Footpaths and Bridleways
Footpaths and bridleways – public rights of way – have evolved
over not just hundreds but thousands of years. Prehistoric
tracks and paths would have been formed by herds of migrating
animals. They would have taken the easiest routes, with due
regard to forage and water, and these in turn would have been
followed by the earliest human inhabitants, hunter-gatherers.
These routes gradually became established paths, the chalk
ridgeways being among the first of these. The boundaries of the
Saxon estates described in the 10th Century land charters
probably followed pre-existing drove roads, many of them going
back centuries before that, and very likely marking the limits
of even earlier estates. These ways continued in use when the
Saxon estates were replaced by medieval tithings and now by our
civil parishes. Many of the old boundaries are gone but their
lines can be traced in our highways, byways, footpaths and
bridleways. Bridleway 20 (Spud Lane) connects Lockeridge Green
with the West Woods along a tunnel of old hedge. This was once
the boundary between old East Overton and the estate of the
Knights Templar at Lockeridge.
The Romans brought with them organised road building, and some
of their roads which fell into disuse have also become byways.
Other routes were taken over or made by the Saxons which still
exist today, for example, the Herepath or Green Street, between
the northern edge of Marlborough and Avebury, now labelled as
bridleway 5. Herepath refers to a military way. We cannot tell
whether the route was really used as such in Saxon times or
whether they gave it the name because of the legends that
preceded them. It is certainly much older, it leads directly to
Avebury. It served as the old Bath Road over Fyfield and Overton
Downs. This is the route taken by Samuel Pepys in 1668 "with
some trouble for being out of our way over the downes where the
life of the shepherds is in fair weather pretty". Looking west
towards the Ridgeway from below the Delling a succession of deep
ruts shows where carts and carriages laboured over the incline.
Traffic returned to the route of the old Roman road with the
arrival of turnpikes during the 18th century.
From late Saxon times until the Norman Conquest there was a
network of roads and paths adequate for national purposes, to
which little would have been added until the days of turnpikes
and enclosures. In 1555 an Act of Parliament made each Parish
responsible for the maintenance of highways within its
boundaries, but for the next 300 years very few repairs were
carried out, except to main roads. Tracks and byways remained
very much the same, though many changed from cart ways to
footpaths to bridleways.

▸ PROBLEM SET:
**1)** Return the passage of the footpaths and bridleways text that opens with the words containing "Other routes were" and closes with "over the incline.".
**2)** Answer these questions using the footpaths and bridleways text:
(a) Which place does Bridleway 20 (Spud Lane) connect with the West Woods?
(b) In what year did Samuel Pepys take the old Bath Road route?
(c) What did the 1555 Act of Parliament make each Parish responsible for?
**3)** Continue the footpaths and bridleways text from where it stops.

▸ RECORDS:

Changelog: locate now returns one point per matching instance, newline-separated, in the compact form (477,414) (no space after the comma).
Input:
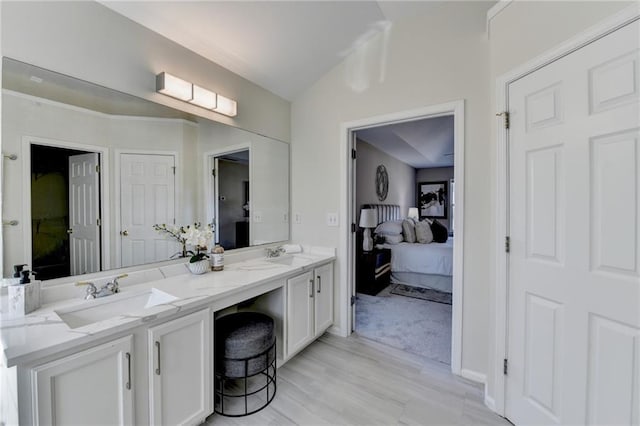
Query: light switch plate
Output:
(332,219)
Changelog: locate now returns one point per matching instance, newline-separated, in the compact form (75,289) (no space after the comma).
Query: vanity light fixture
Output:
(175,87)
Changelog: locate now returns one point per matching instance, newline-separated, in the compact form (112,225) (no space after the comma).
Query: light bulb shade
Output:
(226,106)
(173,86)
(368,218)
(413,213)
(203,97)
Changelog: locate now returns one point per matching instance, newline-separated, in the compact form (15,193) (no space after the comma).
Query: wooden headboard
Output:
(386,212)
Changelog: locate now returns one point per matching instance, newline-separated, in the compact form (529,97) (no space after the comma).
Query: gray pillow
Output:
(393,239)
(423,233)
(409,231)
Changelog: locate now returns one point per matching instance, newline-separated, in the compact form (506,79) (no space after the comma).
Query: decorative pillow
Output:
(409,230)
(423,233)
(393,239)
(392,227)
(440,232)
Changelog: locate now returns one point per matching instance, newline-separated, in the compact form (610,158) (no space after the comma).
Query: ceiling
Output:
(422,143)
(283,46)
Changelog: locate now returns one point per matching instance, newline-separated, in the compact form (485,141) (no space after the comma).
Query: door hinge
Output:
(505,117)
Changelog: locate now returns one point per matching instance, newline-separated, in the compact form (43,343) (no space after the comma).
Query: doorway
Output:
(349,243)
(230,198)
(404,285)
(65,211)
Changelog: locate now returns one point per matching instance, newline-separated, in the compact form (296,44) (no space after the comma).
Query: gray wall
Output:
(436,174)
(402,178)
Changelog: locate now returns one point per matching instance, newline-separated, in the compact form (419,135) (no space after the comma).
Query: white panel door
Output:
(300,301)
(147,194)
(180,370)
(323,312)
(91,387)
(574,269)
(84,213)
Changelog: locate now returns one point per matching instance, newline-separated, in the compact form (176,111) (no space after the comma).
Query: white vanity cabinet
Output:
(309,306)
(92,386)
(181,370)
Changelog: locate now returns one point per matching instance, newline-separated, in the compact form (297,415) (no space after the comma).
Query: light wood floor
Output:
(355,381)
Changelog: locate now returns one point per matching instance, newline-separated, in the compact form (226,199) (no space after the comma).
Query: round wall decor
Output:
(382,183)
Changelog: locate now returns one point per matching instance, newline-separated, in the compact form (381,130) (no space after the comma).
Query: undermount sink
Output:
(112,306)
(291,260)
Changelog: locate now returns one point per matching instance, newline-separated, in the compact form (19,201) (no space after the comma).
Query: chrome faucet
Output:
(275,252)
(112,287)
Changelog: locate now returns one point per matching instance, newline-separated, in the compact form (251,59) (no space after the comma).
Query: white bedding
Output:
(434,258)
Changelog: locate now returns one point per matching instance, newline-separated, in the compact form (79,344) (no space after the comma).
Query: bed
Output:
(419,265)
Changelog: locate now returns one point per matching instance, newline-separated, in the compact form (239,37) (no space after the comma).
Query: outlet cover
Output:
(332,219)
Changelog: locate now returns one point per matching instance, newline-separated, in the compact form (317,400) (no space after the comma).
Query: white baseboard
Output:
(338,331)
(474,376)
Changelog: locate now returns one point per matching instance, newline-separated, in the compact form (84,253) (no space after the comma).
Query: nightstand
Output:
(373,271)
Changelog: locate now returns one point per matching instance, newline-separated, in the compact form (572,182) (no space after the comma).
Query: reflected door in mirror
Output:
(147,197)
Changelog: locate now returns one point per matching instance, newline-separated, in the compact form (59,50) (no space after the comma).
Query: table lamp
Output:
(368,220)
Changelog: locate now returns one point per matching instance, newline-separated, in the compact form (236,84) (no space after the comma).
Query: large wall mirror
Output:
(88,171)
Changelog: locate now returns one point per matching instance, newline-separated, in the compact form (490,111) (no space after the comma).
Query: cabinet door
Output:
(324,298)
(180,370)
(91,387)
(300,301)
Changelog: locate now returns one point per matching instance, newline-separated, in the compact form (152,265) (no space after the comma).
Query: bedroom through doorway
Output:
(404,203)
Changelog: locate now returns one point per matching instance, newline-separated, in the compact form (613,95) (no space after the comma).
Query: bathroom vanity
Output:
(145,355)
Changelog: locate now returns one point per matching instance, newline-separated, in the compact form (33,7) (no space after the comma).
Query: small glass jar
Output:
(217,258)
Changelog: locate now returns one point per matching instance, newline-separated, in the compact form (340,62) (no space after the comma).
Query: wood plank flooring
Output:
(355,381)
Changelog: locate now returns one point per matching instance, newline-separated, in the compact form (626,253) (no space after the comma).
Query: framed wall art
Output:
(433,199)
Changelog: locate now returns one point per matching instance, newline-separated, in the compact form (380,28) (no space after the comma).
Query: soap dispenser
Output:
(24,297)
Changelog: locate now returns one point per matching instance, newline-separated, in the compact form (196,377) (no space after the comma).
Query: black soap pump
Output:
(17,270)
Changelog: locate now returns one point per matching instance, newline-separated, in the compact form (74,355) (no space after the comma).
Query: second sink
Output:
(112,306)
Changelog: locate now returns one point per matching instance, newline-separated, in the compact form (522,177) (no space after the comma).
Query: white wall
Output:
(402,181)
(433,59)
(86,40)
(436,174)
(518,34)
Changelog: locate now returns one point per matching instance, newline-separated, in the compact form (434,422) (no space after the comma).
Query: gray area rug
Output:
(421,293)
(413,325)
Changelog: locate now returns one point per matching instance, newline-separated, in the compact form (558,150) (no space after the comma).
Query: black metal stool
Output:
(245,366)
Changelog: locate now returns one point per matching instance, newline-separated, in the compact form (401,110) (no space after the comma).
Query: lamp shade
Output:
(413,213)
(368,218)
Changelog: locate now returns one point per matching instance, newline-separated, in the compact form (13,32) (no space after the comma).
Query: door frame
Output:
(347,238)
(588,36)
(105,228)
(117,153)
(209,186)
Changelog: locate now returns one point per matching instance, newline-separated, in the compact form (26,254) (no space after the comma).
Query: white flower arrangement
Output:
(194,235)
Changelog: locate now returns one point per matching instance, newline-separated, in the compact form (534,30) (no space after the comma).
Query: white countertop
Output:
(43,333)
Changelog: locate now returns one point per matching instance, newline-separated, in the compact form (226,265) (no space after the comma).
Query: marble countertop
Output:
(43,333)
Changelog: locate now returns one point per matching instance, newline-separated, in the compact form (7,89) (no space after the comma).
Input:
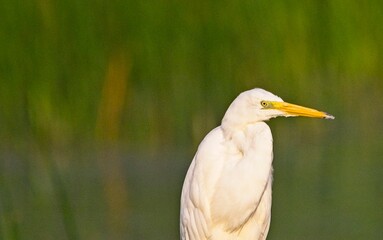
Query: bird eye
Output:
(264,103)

▸ RESPONSES IN ORDER:
**1)**
Other routes were taken over or made by the Saxons which still
exist today, for example, the Herepath or Green Street, between
the northern edge of Marlborough and Avebury, now labelled as
bridleway 5. Herepath refers to a military way. We cannot tell
whether the route was really used as such in Saxon times or
whether they gave it the name because of the legends that
preceded them. It is certainly much older, it leads directly to
Avebury. It served as the old Bath Road over Fyfield and Overton
Downs. This is the route taken by Samuel Pepys in 1668 "with
some trouble for being out of our way over the downes where the
life of the shepherds is in fair weather pretty". Looking west
towards the Ridgeway from below the Delling a succession of deep
ruts shows where carts and carriages laboured over the incline.

**2)**
(a) Lockeridge Green
(b) 1668
(c) The maintenance of highways within its boundaries

**3)**
In those far off times when global warming led to the first
trickling away of the permafrost and the stripling river Kennet
turned East instead of West, it established an important
East-West corridor across the country. The North-South routes
were just as important, however, as the earliest inhabitants
turned to herding and farming. Flocks and herds were moved in a
cycle from winter to summer pastures. There are threads of the
drove roads still running through the landscape, some are
forgotten, others still used, one such from the withy beds in
West Overton across the river and then the main road by Grey
Wethers, up the bank to the footpath which follows the boundary
hedge between East and West Overton. So far the way is clear,
but beyond Down Barn, on the open downlands to the North, there
are only signs of the old drove road among the lumps and bumps
of ancient field systems, if you know where to look. In the
opposite direction, the route continues. Bridleway 19 (West
Overton) marks the boundary between old West Overton and East
Overton. Leaving the river to the north it skirts the withy beds
and continues south along Frog Lane and Knights Close before
crossing the down and descending to the Alton Barnes road. Then
it continues uphill to the West Woods. Along its route is the
primitive sarsen bridge in the withy beds and the Meux estate
boundary stone marked HM near the West Woods where the bridleway
still divides land holdings.
Notice, too, that section of bridleway 24 in West Woods, as it
climbs to the south, away from the main forest track in the
valley floor. To the side of it, there are the holloways made by
earlier travellers repeatedly avoiding the mud, just as we do
today, if we can.
Footpath 11 (Fyfield) follows the boundary between the modern
civil parishes of Fyfield and Clatford. From north to south it
links the West Woods with Clatford bottom west of the Devil's
Den crossing the river and the A4 on the way. Before 1905 this
was the route to work tramped by the men working for stonemason
Cartwright of Fyfield employed to cut sarsen in Temple Bottom
and Wick Bottom.
Today the more famous and lasting of the North-South routes is
the Ridgeway, byway 1, hardly needing a description, for surely
all people from our villages have trodden its length at least
once. Maybe it is one of the oldest roads in the country. Again
it served as a boundary for the land-holdings from Saxon times
and in all likelihood earlier. It served too as a herepath, for
the Anglo Saxon Chronicle records that in 1006 the Vikings came
down the Ridgeway to be met by Saxons at the battle, or
skirmish, of East Kennett ford.
Sources include
The Development of the Public Rights of Way Network by Mrs. D.
Chandler, Rights of Way Officer, WCC.
The Land of Lettice Sweetapple by Peter Fowler and Ian
Blackwell, ISBN 07524-1415-1.
Roads and Tracks of Britain by Christopher Taylor, ISBN
1-85797-340-2.
The highways today
As we travel along the highways in this parish it is noticeable
that they fall into two main categories ‘open’ and ‘enclosed’ be
they busy or quiet.
The ‘open’ roads are by and large on the higher ground, with low
or no hedges at all. So that travelling through the countryside
with the sky in your lap, and open vistas of rolling grass and
arable land, distant tree clumps or belts, the feeling is, of
space, emptiness and washed out colour.
The meadow lanes in the river corridor with their bridges and
railings, glimpses of river or flood water, moor hens and swans
or grazing sheep, have a neat manicured feel.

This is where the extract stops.